EXTRACTED TEXT.
Thursday, 24 August 2017

The little girl learning numbers and her mother…

The family of this little girl learning math has come out and spoken about the video and in this entire episode there is a strong message for teachers, schools, parents, families, society and the government. Its time we learned from this video episode:
For teachers and schools:
Why are open houses a platform where the blame of the child’s behavior or non-performance is passed on to the parents? Its time schools and teachers took ownership and realized that ‘they’ are the educators so they will have to guide the parents firmly, passionately and with a knowledge based on the fact that when you criticize a child to its parent, it wounds the ego and self worth of the parent who then is hurt and angry and removes it on the child. This is exactly what happened to this mother, the teachers were constantly complaining to the mother that the girl is naughty (if children wont be naughty then WHO WILL BE?!!) and that the girl did not know her numbers or did not do her work. Take ownership with the parents and say during open house- “ we have observed that your child  is very intelligent and does require some support while completing her work, so as her teacher I suggest that I will do the following in school to support her and you can do the following at home. Let us meet again and compare notes on what is helping and what is not so that we can change our method and make it more suitable to her needs.”
For the parents:
If a school complains about your child (foolish school!) it does not mean the end of the world. Your child’s first supporter is you and when you also go against your child and start getting angry, upset and stressed out then it leaves your child nowhere. Don’t do that to your child. Ask the teacher what she would like you to do and if the teacher puts her hands up and says ‘I give up’ then it is time to rethink about the school. Open houses are for sharing about the concerns that the school feels can come in the way of the child’s success and finding solutions together, not a blame game or passing the parcel! Open houses are a celebration of the child’s success in every domain and not an event for parents to dread or be bored of.
Stop blaming the child for its inability to ‘perform’ to perfection. When you compare your child to others, check the birth date of your child and the other child, you will notice there is a difference and during the first 8 years even a difference of a month makes a huge difference in the development of every child. So stop getting stressed by teachers and schools, choose wisely. This stress being put on kids is ‘pinching’ your child more than the high fees! 
Stop posting your child’s videos and photos on social media, be aware that everyone is not going to be looking at the video or photo you posted from your point of view. For many it would just be the ‘forward’ of the day, don’t make your child  a part of these ridiculous social media forwards however hilarious you think the video or photo is. You owe it to your child! Would you like it if when you are old and frumpy, your child posts photos of you unable to perform simple tasks or slipping and falling etc.? There is something called privacy…practice it with your child first!

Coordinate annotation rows
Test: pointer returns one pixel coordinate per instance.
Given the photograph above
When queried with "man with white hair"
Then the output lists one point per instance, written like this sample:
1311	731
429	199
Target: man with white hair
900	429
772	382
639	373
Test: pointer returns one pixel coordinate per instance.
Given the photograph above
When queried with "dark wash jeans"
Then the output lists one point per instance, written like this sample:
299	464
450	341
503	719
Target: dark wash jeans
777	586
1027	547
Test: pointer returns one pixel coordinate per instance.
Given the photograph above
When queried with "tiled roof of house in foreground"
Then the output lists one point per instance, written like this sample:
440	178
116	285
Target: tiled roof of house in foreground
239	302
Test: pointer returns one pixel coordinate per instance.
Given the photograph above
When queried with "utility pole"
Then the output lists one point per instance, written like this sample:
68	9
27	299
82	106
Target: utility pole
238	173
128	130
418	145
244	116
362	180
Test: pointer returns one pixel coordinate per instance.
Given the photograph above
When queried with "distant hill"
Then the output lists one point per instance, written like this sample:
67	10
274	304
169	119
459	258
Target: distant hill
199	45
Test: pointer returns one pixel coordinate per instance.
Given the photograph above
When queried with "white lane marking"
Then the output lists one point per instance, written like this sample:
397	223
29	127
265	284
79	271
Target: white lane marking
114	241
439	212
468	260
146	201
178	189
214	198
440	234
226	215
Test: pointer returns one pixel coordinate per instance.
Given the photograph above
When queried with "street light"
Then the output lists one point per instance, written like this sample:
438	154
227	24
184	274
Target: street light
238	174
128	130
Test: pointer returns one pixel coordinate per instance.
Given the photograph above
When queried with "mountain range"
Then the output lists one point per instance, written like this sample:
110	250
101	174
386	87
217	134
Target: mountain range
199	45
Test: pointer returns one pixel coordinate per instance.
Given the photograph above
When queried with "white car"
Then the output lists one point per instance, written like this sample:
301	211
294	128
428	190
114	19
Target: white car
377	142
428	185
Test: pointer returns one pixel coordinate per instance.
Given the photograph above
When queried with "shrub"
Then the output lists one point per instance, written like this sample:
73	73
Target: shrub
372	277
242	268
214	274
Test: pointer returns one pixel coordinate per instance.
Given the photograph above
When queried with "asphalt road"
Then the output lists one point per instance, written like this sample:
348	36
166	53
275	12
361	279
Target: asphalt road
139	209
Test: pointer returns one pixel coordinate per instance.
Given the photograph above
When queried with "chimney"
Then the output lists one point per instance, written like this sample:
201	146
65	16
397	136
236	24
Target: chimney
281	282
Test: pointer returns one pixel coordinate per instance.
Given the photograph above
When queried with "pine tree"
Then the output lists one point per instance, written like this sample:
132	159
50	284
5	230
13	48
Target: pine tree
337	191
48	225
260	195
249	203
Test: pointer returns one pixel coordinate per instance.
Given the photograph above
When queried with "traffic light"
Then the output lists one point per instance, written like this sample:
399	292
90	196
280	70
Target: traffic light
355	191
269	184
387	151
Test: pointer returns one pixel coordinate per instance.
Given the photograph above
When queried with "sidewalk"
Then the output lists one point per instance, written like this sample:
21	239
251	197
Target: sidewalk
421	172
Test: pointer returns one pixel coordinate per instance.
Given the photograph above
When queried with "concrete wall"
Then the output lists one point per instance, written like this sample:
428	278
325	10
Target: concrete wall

WHAT TO WORK ON. Reproduce the passage of the post about the little girl learning numbers that opens with the words "Stop posting your" and closes with "your child first!", substituting "online platforms" for "social media".

SOLUTION TO THIS PROBLEM.
Stop posting your child’s videos and photos on online platforms, be aware that everyone is not going to be looking at the video or photo you posted from your point of view. For many it would just be the ‘forward’ of the day, don’t make your child  a part of these ridiculous online platforms forwards however hilarious you think the video or photo is. You owe it to your child! Would you like it if when you are old and frumpy, your child posts photos of you unable to perform simple tasks or slipping and falling etc.? There is something called privacy…practice it with your child first!